Page text:

━━━━━━━━━━

By "without using any intermediate declarations" I mean that I do not want to use any temporary collections en route to the final result. So, the example by Steve Waldman below, while giving the desired result, is not what I am seeking. (I include this condition is mostly for aesthetic reasons.)
Edit for clarification, part 2:
The ideal solution would be some magic keyword or syntactic sugar that lets me reference the current collection:
List(1, 2, 3)
.flatMap(x => f(x))
.map(x => x + theCurrentList.max)
I'm prepared to accept the fact, however, that this simply is not possible.
Maybe just define the list as a val, so you can name it? I don't know of any facility built into map(...) or flatMap(...) that would help.
val myList = List(1, 2, 3)
myList
.flatMap(x => f(x) /* some unknown function */)
.map(x => x + myList.max /* what is the max element of the List? */)
Update: By this approach at least, if you have multiple transformations and want to see the transformed version, you'd have to name that. You could get away with
val myList = List(1, 2, 3).flatMap(x => f(x) /* some unknown function */)
myList.map(x => x + myList.max /* what is the max element of the List? */)
Or, if there will be multiple transformations, get in the habit of naming the stages.
val rawList = List(1, 2, 3)
val smordified = rawList.flatMap(x => f(x) /* some unknown function */)
val maxified = smordified.map(x => x + smordified.max /* what is the max element of the List? */)
maxified
Update 2: Watch it work in the REPL even with heterogenous types:
scala> def f( x : Int ) : Vector[Double] = Vector(x * math.random, x * math.random )
f: (x: Int)Vector[Double]
scala> val rawList = List(1, 2, 3)
rawList: List[Int] = List(1, 2, 3)
scala> val smordified = rawList.flatMap(x => f(x) /* some unknown function */)
smordified: List[Double] = List(0.40730853571901315, 0.15151641399798665, 1.5305929709857609, 0.35211231420067435, 0.644241939254793, 0.15530230501048903)
scala> val maxified = smordified.map(x => x + smordified.max /* what is the max element of the List? */)
maxified: List[Double] = List(1.937901506704774, 1.6821093849837476, 3.0611859419715217, 1.8827052851864352, 2.1748349102405538, 1.6858952759962498)
scala> maxified
res3: List[Double] = List(1.937901506704774, 1.6821093849837476, 3.0611859419715217, 1.8827052851864352, 2.1748349102405538, 1.6858952759962498)
It is possible, but not pretty, and not likely something you want if you are doing it for "aesthetic reasons."
import scala.math.max
def f(x: Int): Seq[Int] = ???
List(1, 2, 3).
flatMap(x => f(x) /* some unknown function */).
foldRight((List[Int](),List[Int]())) {
case (x, (xs, Nil)) => ((x :: xs), List.fill(xs.size + 1)(x))
case (x, (xs, xMax :: _)) => ((x :: xs), List.fill(xs.size + 1)(max(x, xMax)))
}.
zipped.

━━━━━━━━━━

Prompt 1: In the Scala collections thread, why does the asker reject Steve Waldman's example even though it gives the desired result?
Prompt 2: Write out a portion of the Scala collections thread, starting at the words "I'm prepared to" and ending after the words "3).flatMap(x => f(x) /* some unknown function */)".
Prompt 3: According to the Scala collections thread, what habit should one adopt when there will be multiple transformations?

Raw data:
━━━━━━━━━━

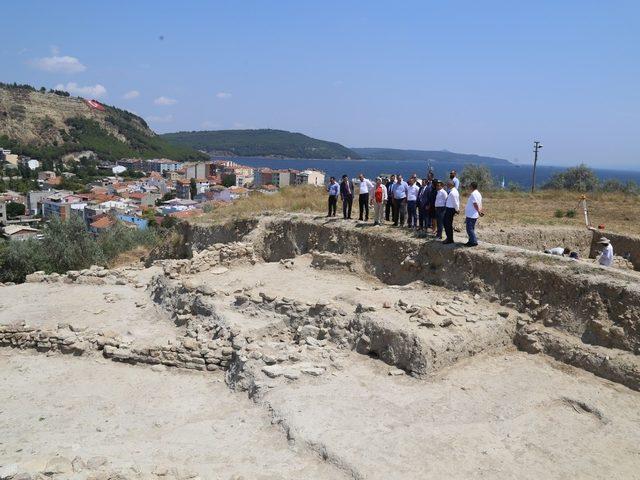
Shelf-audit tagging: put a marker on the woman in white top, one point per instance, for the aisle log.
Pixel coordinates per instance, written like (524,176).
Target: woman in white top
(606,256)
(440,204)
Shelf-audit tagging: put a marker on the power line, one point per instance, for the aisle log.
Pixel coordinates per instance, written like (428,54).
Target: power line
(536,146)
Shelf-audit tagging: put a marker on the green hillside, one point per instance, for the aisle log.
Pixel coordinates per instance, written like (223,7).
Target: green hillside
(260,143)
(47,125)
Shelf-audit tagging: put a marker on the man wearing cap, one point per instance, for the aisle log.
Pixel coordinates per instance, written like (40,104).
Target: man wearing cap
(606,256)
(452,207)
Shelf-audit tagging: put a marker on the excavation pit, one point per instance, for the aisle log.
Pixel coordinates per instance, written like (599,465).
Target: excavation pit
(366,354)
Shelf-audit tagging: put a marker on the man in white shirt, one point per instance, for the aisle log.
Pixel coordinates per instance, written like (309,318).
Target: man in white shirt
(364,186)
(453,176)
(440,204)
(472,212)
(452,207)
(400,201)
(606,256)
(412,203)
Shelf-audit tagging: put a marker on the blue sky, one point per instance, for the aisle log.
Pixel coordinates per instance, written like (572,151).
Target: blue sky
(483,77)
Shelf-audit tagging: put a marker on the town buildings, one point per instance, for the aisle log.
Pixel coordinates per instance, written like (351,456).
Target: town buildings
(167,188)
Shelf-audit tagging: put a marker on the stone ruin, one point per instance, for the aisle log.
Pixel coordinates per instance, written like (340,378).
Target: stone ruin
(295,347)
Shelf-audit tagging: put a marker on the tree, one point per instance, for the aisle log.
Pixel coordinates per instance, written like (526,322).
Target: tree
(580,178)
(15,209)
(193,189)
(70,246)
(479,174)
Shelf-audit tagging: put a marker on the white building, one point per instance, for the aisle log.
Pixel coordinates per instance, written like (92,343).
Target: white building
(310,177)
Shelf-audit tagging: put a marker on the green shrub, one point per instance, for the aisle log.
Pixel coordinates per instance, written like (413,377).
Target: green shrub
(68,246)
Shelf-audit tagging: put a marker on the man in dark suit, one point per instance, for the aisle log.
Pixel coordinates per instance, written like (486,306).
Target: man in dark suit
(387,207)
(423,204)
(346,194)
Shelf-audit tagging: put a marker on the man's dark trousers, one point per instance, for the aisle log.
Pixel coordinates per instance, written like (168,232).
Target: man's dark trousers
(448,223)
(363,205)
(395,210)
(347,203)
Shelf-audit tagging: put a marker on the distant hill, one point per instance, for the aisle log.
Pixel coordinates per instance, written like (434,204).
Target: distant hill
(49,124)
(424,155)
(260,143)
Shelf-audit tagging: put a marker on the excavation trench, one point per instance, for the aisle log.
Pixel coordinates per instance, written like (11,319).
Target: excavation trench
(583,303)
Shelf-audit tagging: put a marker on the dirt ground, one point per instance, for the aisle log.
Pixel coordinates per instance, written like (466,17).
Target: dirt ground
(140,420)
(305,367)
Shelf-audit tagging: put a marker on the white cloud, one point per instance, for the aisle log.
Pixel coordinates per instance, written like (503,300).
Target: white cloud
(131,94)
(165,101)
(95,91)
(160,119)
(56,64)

━━━━━━━━━━

Output 1: The asker wants no intermediate declarations, meaning no temporary collections on the way to the final result. Steve Waldman's example uses such declarations, and the asker adds that this condition is mostly for aesthetic reasons.

Output 2:
I'm prepared to accept the fact, however, that this simply is not possible.
Maybe just define the list as a val, so you can name it? I don't know of any facility built into map(...) or flatMap(...) that would help.
val myList = List(1, 2, 3)
myList
.flatMap(x => f(x) /* some unknown function */)
.map(x => x + myList.max /* what is the max element of the List? */)
Update: By this approach at least, if you have multiple transformations and want to see the transformed version, you'd have to name that. You could get away with
val myList = List(1, 2, 3).flatMap(x => f(x) /* some unknown function */)

Output 3: One should get in the habit of naming the stages.